*Task description*
Without the pictures, copy all the entries below exactly.

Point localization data
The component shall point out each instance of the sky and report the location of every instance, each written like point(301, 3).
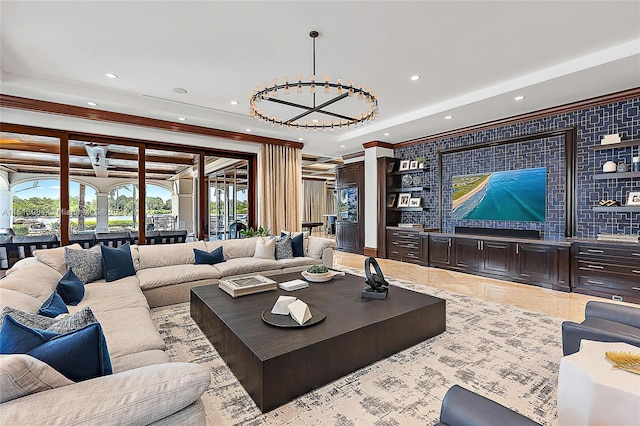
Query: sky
point(51, 189)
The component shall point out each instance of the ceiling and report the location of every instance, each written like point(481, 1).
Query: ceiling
point(473, 58)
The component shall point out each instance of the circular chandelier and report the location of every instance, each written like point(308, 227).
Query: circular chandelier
point(264, 95)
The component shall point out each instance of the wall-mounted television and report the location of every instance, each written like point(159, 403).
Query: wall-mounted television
point(517, 195)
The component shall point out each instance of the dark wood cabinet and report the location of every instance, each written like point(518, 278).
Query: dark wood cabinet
point(348, 237)
point(404, 245)
point(424, 249)
point(496, 257)
point(439, 251)
point(607, 270)
point(467, 254)
point(540, 264)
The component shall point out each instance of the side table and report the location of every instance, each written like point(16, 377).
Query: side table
point(592, 392)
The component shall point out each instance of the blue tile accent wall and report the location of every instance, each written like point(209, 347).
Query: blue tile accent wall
point(591, 123)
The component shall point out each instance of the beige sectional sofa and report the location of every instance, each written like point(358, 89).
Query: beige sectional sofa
point(145, 387)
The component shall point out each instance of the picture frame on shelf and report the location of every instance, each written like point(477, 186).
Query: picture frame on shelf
point(390, 167)
point(391, 200)
point(633, 198)
point(403, 200)
point(415, 202)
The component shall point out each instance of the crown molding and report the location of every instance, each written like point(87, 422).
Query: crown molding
point(35, 105)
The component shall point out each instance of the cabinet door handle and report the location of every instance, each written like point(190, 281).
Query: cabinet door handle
point(595, 267)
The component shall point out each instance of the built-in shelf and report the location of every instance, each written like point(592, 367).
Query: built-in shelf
point(408, 209)
point(621, 175)
point(624, 144)
point(403, 172)
point(617, 209)
point(408, 189)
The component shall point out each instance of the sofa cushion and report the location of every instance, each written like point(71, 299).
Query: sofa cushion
point(243, 247)
point(86, 263)
point(53, 306)
point(70, 288)
point(128, 331)
point(102, 296)
point(242, 266)
point(298, 261)
point(31, 277)
point(54, 258)
point(136, 397)
point(157, 255)
point(117, 262)
point(209, 258)
point(62, 325)
point(284, 250)
point(79, 355)
point(265, 248)
point(22, 375)
point(177, 274)
point(139, 359)
point(18, 300)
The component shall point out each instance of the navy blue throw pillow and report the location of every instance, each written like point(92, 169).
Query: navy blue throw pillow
point(70, 288)
point(117, 262)
point(206, 258)
point(297, 244)
point(53, 306)
point(79, 355)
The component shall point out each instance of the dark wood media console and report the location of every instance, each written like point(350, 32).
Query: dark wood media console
point(276, 365)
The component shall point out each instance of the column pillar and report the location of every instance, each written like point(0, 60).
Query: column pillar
point(102, 212)
point(372, 151)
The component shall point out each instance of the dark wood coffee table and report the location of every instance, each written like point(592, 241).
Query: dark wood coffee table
point(276, 365)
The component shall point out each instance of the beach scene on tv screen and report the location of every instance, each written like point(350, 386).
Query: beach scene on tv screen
point(518, 195)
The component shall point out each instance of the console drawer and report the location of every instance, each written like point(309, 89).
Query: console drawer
point(589, 250)
point(596, 267)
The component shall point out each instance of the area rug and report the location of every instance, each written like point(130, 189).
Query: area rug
point(501, 352)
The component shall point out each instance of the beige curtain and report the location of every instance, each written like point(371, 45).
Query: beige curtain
point(315, 200)
point(280, 188)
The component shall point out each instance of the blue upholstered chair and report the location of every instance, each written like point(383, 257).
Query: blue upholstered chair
point(603, 322)
point(462, 407)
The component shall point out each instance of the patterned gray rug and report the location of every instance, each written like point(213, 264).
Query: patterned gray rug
point(507, 354)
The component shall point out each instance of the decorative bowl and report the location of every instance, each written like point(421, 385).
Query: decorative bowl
point(322, 277)
point(318, 277)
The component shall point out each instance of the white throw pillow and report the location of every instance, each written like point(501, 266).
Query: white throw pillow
point(317, 246)
point(22, 375)
point(265, 248)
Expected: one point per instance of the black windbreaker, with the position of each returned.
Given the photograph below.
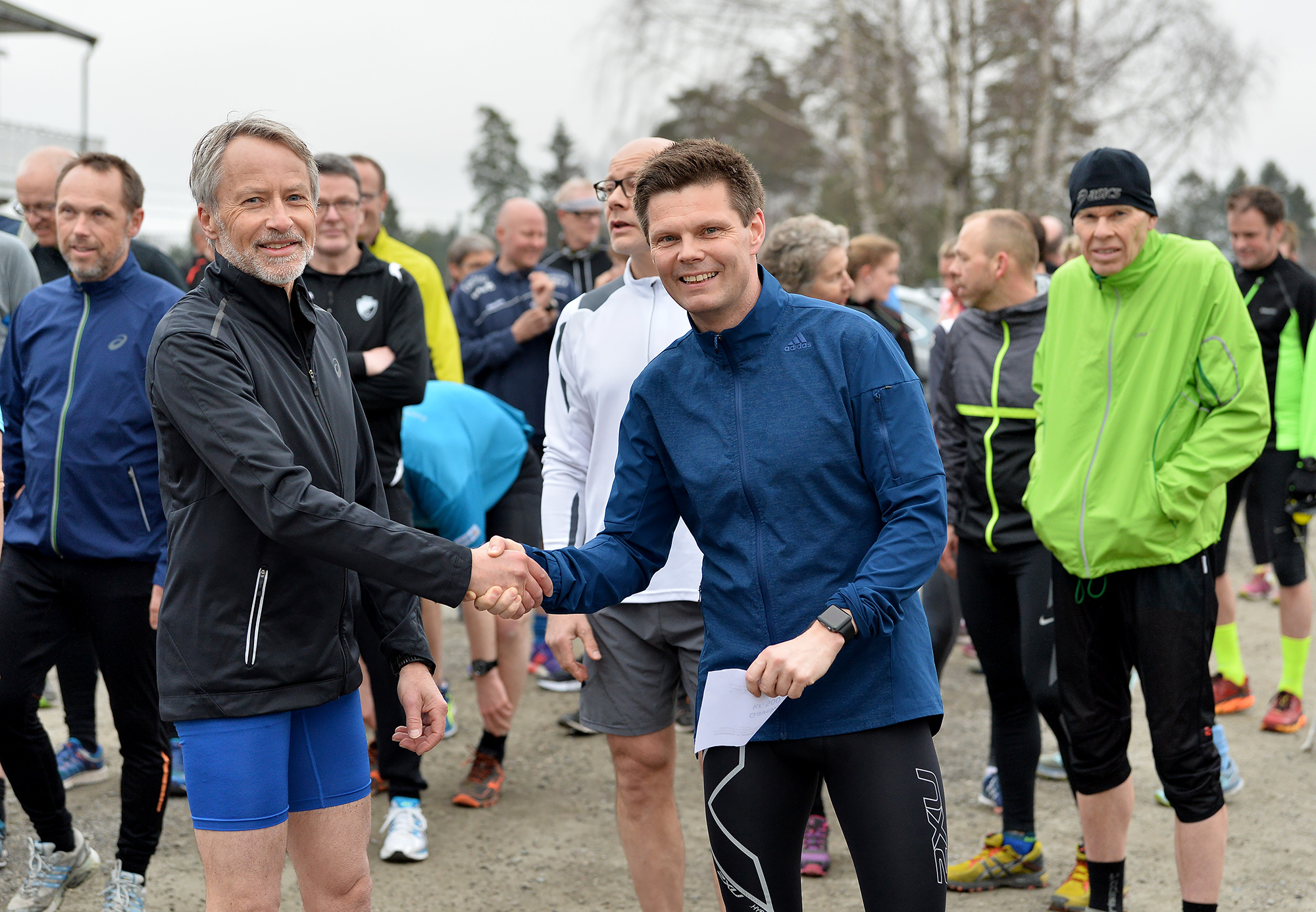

*Output below*
The component shall point out each instance of the sky and report the location of every instance, each written like point(301, 3).
Query: sky
point(51, 189)
The component shall point out each instance of the ceiling and report the location of every instance, each written like point(481, 1).
Query: ceiling
point(473, 58)
The component shall point out each instance of the circular chandelier and report the location of every instance, each written like point(308, 227).
Query: circular chandelier
point(264, 95)
The component shall point out each instance of the wall-mounted television and report the location of every instance, each written like point(159, 403).
Query: wall-mounted television
point(517, 195)
The component shall point out each instance of the dark wood cabinet and report the location of every instance, each written like point(518, 278).
Query: dark wood cabinet
point(348, 237)
point(404, 245)
point(424, 249)
point(496, 257)
point(439, 251)
point(607, 270)
point(467, 254)
point(540, 264)
The component shall point out each instance of the side table and report the location of every instance, each written like point(16, 377).
Query: side table
point(592, 392)
The component shall point out each instance of the blue tile accent wall and report the location of every instance, each written like point(209, 347).
Query: blue tile accent wall
point(591, 123)
The component shall point out each instance of the beige sectional sofa and report the location of every instance, each written like point(358, 89).
Query: beige sectional sofa
point(145, 387)
The component shall point out each instance of the picture frame on shelf and report the location of every instance, each written like point(477, 186).
Query: picture frame on shelf
point(390, 167)
point(391, 200)
point(633, 198)
point(403, 200)
point(415, 202)
The component shall point out each instance of the crown molding and report the location of every instance, each written like point(87, 422).
Query: crown molding
point(35, 105)
The component shall point out each instance of the cabinet door handle and report the location of every instance, each written like point(190, 281).
Query: cabinet door handle
point(595, 267)
The component shall point out each instance of the built-in shelf and report the location of every instance, each written like point(592, 367).
Query: built-in shelf
point(408, 209)
point(621, 175)
point(624, 144)
point(403, 172)
point(617, 209)
point(408, 189)
The component shall point out each instance of the sofa cushion and report the location of every instance, each written like point(71, 299).
Query: sofa cushion
point(243, 247)
point(86, 263)
point(53, 306)
point(70, 288)
point(128, 331)
point(102, 296)
point(242, 266)
point(298, 261)
point(31, 277)
point(54, 258)
point(136, 397)
point(157, 255)
point(117, 262)
point(209, 258)
point(62, 325)
point(284, 250)
point(79, 355)
point(265, 248)
point(22, 375)
point(177, 274)
point(139, 359)
point(18, 300)
The component shall point out each instance of the navy blue throw pillow and report the location of every instance, each written like point(92, 169).
Query: navy blue throw pillow
point(70, 288)
point(117, 262)
point(206, 258)
point(297, 244)
point(53, 306)
point(79, 355)
The component shall point out each instance of the dark wood media console and report the location of every instance, each written like point(350, 32).
Query: dark wood media console
point(276, 365)
The component shall point out each instance of the column pillar and report the location of every instance, each written like point(0, 60).
Query: column pillar
point(102, 212)
point(372, 151)
The component shall point out each instance of the dark wood coffee table and report the location of every instance, each written like point(592, 241).
Query: dark wood coffee table
point(276, 365)
The component shall point out each instance of the beach scene on tv screen and report the location of every instance, each written like point(350, 386).
Query: beach scene on tv screen
point(518, 195)
The component shall point out each instance of the console drawer and report the location of every instance, each written like point(309, 89).
Query: console drawer
point(589, 250)
point(596, 267)
The component shall point out each instance of the area rug and report the location of every instance, each written like point(130, 189).
Query: area rug
point(501, 352)
The component shall point out each instance of the beige curtain and report the location of every instance, each written like point(371, 45).
Query: beige curtain
point(315, 200)
point(280, 188)
The component shall point out each instance of the blue upholstered chair and report the location of every instance, each written like point(383, 257).
Query: blue upholstered chair
point(603, 322)
point(462, 407)
The component shall point out each instance of the patterned gray rug and report the location of every instance, each written like point(213, 264).
Query: patterned gray rug
point(507, 354)
The component shall point out each instance of the decorative bowl and report the location of every instance, each written like point(421, 385).
Query: decorative bowl
point(322, 277)
point(318, 277)
The component shall point out each instance of the white throw pillow and report the location of every instance, each written like point(501, 266).
Query: white throw pillow
point(317, 246)
point(22, 375)
point(265, 248)
Expected: one point per instance of the black windbreaker, with the position of each returned.
Given the photograph below.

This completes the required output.